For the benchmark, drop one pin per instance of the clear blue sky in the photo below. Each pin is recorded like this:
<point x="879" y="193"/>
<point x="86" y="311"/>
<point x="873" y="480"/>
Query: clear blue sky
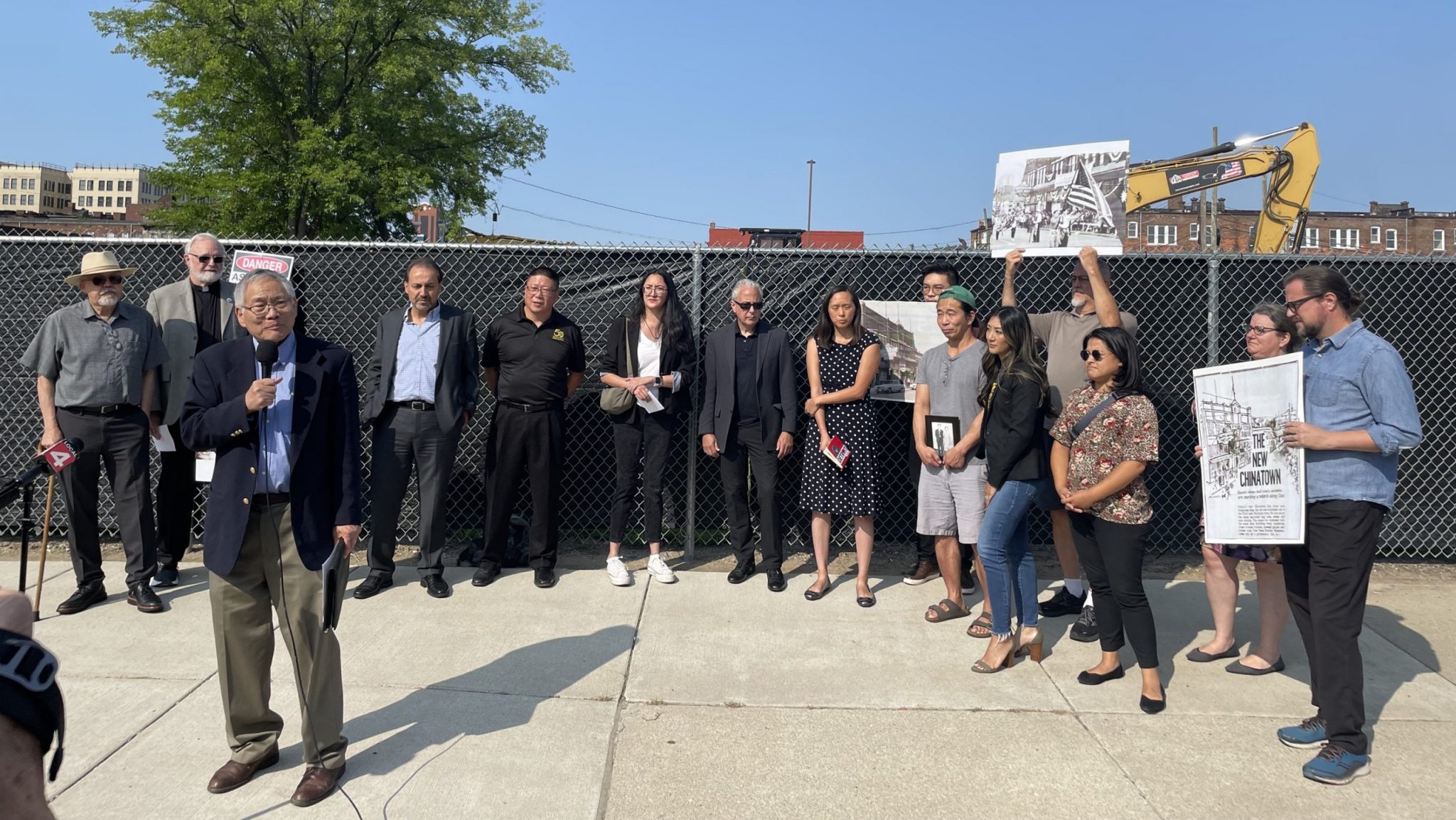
<point x="710" y="111"/>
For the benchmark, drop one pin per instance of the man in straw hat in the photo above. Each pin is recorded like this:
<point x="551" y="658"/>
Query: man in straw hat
<point x="95" y="369"/>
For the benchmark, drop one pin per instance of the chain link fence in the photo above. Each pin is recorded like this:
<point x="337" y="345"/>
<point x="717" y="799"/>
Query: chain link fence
<point x="1192" y="312"/>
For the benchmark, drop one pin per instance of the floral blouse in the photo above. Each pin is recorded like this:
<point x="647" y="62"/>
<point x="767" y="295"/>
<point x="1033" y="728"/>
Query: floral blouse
<point x="1125" y="431"/>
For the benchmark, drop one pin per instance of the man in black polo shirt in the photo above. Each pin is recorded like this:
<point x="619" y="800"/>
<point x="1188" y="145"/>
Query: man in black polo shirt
<point x="533" y="362"/>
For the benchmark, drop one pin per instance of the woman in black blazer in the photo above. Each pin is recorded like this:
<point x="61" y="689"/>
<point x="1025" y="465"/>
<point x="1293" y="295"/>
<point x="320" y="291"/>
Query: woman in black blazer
<point x="650" y="353"/>
<point x="1014" y="395"/>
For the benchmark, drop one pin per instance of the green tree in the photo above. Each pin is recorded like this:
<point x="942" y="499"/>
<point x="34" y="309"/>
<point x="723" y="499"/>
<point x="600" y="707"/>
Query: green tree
<point x="332" y="119"/>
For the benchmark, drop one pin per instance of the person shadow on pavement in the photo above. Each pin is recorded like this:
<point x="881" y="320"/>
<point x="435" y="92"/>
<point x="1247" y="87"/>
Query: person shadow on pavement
<point x="500" y="695"/>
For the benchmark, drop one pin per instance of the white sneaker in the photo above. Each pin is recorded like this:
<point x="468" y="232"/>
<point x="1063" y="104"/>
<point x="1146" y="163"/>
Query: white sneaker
<point x="660" y="570"/>
<point x="618" y="573"/>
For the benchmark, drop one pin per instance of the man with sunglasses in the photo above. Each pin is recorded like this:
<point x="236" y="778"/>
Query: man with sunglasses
<point x="193" y="315"/>
<point x="1359" y="414"/>
<point x="95" y="369"/>
<point x="1062" y="333"/>
<point x="749" y="417"/>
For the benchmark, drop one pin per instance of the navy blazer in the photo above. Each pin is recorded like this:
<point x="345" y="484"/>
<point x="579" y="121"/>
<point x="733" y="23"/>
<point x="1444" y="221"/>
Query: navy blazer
<point x="323" y="453"/>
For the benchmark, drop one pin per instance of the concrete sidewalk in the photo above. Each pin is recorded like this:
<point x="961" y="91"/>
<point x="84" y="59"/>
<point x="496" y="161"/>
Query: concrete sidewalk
<point x="705" y="699"/>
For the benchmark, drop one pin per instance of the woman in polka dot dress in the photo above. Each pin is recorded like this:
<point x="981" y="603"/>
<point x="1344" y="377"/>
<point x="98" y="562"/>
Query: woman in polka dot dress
<point x="842" y="362"/>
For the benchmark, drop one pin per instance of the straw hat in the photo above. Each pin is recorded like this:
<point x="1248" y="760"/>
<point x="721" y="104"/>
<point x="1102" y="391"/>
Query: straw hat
<point x="98" y="262"/>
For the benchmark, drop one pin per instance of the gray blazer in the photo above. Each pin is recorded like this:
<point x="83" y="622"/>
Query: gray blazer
<point x="458" y="374"/>
<point x="778" y="402"/>
<point x="171" y="308"/>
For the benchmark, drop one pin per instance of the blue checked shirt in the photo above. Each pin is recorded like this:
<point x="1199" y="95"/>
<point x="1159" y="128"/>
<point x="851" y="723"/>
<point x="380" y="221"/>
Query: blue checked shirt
<point x="417" y="359"/>
<point x="1356" y="381"/>
<point x="277" y="434"/>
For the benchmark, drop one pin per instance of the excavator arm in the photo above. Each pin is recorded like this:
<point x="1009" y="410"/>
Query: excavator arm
<point x="1292" y="180"/>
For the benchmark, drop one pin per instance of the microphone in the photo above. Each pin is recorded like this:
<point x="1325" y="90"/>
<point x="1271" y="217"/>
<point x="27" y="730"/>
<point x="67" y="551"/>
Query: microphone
<point x="267" y="356"/>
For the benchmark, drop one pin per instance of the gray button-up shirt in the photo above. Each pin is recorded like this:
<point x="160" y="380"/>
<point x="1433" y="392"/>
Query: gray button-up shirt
<point x="95" y="362"/>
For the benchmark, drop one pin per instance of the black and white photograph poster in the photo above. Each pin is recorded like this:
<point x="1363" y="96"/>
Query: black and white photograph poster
<point x="1054" y="201"/>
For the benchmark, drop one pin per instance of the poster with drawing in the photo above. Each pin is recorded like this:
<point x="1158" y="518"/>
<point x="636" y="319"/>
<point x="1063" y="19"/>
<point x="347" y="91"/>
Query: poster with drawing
<point x="1053" y="201"/>
<point x="906" y="331"/>
<point x="1253" y="484"/>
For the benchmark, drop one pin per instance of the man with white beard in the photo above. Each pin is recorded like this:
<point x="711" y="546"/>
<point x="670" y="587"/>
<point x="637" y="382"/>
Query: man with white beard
<point x="1093" y="306"/>
<point x="95" y="366"/>
<point x="193" y="313"/>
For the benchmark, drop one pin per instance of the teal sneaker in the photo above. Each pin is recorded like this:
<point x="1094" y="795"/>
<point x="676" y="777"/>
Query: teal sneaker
<point x="1308" y="735"/>
<point x="1337" y="767"/>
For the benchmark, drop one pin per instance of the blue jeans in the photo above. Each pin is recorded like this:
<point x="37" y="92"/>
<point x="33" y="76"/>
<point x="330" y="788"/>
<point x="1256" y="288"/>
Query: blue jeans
<point x="1007" y="555"/>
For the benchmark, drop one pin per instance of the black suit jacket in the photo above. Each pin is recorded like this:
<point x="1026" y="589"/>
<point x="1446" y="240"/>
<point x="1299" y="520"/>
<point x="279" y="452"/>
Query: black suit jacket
<point x="1012" y="430"/>
<point x="778" y="402"/>
<point x="458" y="370"/>
<point x="615" y="360"/>
<point x="323" y="453"/>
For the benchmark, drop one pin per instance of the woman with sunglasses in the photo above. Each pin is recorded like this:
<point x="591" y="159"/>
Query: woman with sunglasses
<point x="650" y="353"/>
<point x="1270" y="333"/>
<point x="1104" y="441"/>
<point x="1014" y="395"/>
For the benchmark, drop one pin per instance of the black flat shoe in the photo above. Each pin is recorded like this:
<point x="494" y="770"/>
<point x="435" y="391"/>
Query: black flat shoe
<point x="1154" y="707"/>
<point x="811" y="595"/>
<point x="1094" y="679"/>
<point x="1199" y="656"/>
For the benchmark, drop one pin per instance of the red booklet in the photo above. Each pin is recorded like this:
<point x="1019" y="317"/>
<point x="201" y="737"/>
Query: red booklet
<point x="836" y="452"/>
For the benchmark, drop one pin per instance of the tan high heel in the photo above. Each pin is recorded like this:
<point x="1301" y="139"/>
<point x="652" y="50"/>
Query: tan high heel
<point x="1033" y="647"/>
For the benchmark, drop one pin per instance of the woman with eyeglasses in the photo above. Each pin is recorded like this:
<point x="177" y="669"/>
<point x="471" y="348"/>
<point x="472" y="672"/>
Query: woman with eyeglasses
<point x="1270" y="333"/>
<point x="650" y="353"/>
<point x="842" y="363"/>
<point x="1104" y="441"/>
<point x="1014" y="395"/>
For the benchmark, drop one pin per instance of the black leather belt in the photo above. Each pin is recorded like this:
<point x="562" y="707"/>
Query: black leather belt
<point x="102" y="410"/>
<point x="554" y="404"/>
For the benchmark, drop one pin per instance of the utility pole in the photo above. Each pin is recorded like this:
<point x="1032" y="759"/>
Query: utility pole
<point x="810" y="220"/>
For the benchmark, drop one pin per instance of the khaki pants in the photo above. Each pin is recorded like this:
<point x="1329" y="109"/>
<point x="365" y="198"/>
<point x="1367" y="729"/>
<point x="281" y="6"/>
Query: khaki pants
<point x="242" y="630"/>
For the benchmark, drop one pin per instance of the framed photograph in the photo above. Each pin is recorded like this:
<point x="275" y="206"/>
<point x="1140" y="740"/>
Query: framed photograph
<point x="941" y="433"/>
<point x="1053" y="201"/>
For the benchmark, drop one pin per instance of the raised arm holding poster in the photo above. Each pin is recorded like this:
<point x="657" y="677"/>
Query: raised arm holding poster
<point x="1053" y="201"/>
<point x="1253" y="484"/>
# # # # # # #
## What the task asks
Reproduce precisely the span of lines that begins at the line containing "the black leather" and ends with the last line of the listing.

## Task answer
For the benchmark, drop one pin per instance of the black leather belt in the photo above. Each pin is recorded like this:
<point x="562" y="707"/>
Query: black leather belt
<point x="102" y="410"/>
<point x="554" y="404"/>
For the benchmark, drop one pin per instance of the utility pole in the photo above. Each pin is recorded like this:
<point x="1032" y="759"/>
Query: utility pole
<point x="810" y="220"/>
For the benchmark, drop one pin per instance of the khaki pants in the photo above. Each pin is recorded like this:
<point x="1329" y="109"/>
<point x="365" y="198"/>
<point x="1367" y="729"/>
<point x="281" y="6"/>
Query: khaki pants
<point x="242" y="630"/>
For the benchmark, drop one pin per instance of the framed photograph in the photo above. Each pin is recorded like this:
<point x="275" y="206"/>
<point x="1140" y="740"/>
Query: framed photograph
<point x="941" y="433"/>
<point x="1053" y="201"/>
For the benchmark, drop one pin per instance of the raised arm holding poster in the photo above. Each pin is recorded like this:
<point x="657" y="677"/>
Query: raised arm holding poster
<point x="1053" y="201"/>
<point x="1253" y="484"/>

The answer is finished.